> [Required action A]:
In the news item on biopharma and the financial crisis, how much have biopharma-biotech licensing deals fallen per year since the start of 2006?
> [Required action B]:
Write the next part of the news item on biopharma and the financial crisis, picking up after its final sentence.

> [Document excerpt]:
========================

Biopharma firms urged: “use financial crisis to boost pipelines”

by | 24th Nov 2008 | News

The global financial crisis presents biopharmaceutical companies with real opportunities to tackle some of the root causes of the industry’s underperformance over the last five years, according to a new report from the Boston Consulting Group.

The global financial crisis presents biopharmaceutical companies with real opportunities to tackle some of the root causes of the industry’s underperformance over the last five years, according to a new report from the Boston Consulting Group.

The crisis will likely affect biopharma directly to a lesser extent than other industries, given that the fundamental drivers of demand for drugs – disease prevalence, unmet medical needs and an aging population – are relatively independent of the wider economy, it says, although the current tough economic conditions will of course have an impact on society’s ability and willingness to pay for drugs.

Moreover, compared with some other sectors, biopharma is relatively underleveraged and many of its companies have significant cash reserves. However, this does vary from company to company, and smaller specialty pharmaceutical firms, which conduct little in-house research and often have lower credit ratings that limit access to capital markets, are likely to face difficulties raising the funds they need to fuel the flow of new products on which they rely.

The credit crunch is also making things significantly harder for smaller biotechnology companies, says BCG; valuations of existing firms are depressed, and those without a listing are finding that their other funding sources and paths to commercialisation have been further restricted.

All this presents an opportunity for a new wave of mergers and acquisitions in the sector and, specifically, for strong biopharma companies to strengthen their pipelines through some relatively cost-effective licensing deals and acquisitions says BCG. In the last two years, there has been a continued fall in the volume of biopharma-biotech licensing deals (down 18% per year since the start of 2006), but the credit crunch makes the conditions for both licensing and acquisitions more favourable to well-resourced biopharma companies.

========================

> [Extracted material]:
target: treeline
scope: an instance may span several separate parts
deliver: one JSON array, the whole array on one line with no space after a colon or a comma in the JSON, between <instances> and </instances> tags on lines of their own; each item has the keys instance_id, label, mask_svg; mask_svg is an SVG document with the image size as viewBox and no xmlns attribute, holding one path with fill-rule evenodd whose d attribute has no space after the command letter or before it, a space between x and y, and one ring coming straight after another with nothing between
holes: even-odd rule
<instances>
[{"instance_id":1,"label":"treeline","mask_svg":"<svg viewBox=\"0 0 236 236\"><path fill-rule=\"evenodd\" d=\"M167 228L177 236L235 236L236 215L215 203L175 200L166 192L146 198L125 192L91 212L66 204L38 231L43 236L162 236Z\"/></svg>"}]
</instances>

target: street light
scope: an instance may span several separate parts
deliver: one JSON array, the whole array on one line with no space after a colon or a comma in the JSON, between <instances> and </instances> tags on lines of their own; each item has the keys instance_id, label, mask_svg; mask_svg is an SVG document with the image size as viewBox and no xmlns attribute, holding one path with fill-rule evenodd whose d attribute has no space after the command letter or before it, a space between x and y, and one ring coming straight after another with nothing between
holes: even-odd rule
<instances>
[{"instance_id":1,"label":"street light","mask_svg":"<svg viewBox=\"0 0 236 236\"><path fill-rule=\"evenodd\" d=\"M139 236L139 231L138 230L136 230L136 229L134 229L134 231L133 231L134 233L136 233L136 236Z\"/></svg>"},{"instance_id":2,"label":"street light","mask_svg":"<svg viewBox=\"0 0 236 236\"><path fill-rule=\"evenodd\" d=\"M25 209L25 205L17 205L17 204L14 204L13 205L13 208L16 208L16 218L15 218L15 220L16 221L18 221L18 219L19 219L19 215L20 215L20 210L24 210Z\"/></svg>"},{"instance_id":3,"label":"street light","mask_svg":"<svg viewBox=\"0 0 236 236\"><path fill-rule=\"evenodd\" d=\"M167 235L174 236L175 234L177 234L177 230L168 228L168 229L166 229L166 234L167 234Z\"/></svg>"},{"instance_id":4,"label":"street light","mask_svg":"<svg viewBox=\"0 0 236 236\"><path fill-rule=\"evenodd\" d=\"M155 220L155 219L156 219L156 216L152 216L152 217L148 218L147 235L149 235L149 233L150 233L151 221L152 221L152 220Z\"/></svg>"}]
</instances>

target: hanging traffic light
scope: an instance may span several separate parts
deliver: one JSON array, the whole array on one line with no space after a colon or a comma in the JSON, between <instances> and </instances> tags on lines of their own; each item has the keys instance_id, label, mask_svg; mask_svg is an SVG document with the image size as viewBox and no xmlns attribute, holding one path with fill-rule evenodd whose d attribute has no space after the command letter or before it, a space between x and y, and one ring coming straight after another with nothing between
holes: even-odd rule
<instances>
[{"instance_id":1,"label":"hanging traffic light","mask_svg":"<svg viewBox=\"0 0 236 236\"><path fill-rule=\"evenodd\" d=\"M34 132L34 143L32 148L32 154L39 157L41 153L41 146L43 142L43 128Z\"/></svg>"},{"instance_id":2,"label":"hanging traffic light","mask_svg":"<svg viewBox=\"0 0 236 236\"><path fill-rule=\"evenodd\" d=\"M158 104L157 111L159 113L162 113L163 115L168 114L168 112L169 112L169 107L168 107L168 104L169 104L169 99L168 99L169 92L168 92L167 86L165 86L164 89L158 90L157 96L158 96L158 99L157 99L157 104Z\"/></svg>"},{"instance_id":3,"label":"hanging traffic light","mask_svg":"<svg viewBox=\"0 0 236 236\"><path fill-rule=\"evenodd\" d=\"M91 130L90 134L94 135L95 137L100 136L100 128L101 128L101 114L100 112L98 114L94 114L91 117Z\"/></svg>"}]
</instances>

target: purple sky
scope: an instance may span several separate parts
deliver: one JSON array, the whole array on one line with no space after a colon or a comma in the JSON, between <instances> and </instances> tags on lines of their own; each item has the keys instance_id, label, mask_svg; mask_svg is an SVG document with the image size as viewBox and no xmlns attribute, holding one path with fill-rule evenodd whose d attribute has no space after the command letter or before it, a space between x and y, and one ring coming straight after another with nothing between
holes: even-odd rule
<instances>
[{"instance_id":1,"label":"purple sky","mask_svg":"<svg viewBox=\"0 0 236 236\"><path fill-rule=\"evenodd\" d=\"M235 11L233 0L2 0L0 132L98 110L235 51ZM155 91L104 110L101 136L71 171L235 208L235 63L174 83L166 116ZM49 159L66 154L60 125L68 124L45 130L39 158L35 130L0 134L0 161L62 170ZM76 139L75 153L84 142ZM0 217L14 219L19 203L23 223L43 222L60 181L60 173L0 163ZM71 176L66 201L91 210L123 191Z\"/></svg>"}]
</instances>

========================

> [Response A]:
They have fallen 18% per year.

> [Response B]:
Therefore, the report advises, companies in the sector should actively search for attractive deal opportunities, whether licensing arrangements or acquisitions, and re-examine deals that might not have made sense three to nine months ago. There is also an increased opportunity for cash-rich biopharma firms to effectively fund the liquidity-starved biotech sector, for example, through internal venture capital-type funds.

BTG also suggests that biopharma firms should further use the disruption caused by the financial crisis to address its problems by:

– focusing closely on cash management, trade credit and working capital, and proactively assessing the risks faced by other companies in the supply chain;

– making significant improvements to operational efficiency including major structural moves – eg, consolidating manufacturing operations, accelerating changes to business models and decreasing fixed infrastructure – that have been put off for too long. However, it cautions that the wider economic climate may make such moves more costly, particularly in Europe, if governments begin to take policy steps to protect employment levels; and

– looking closely at the specific ways in which the financial crisis has affected industry dynamics and actions to capitalise on them. For example, in some countries the labour market for managers has changed dramatically; in the past, it has been very difficult to find experienced candidates for jobs but now, multiple candidates are available and willing to work at “more competitive” salary levels, it says.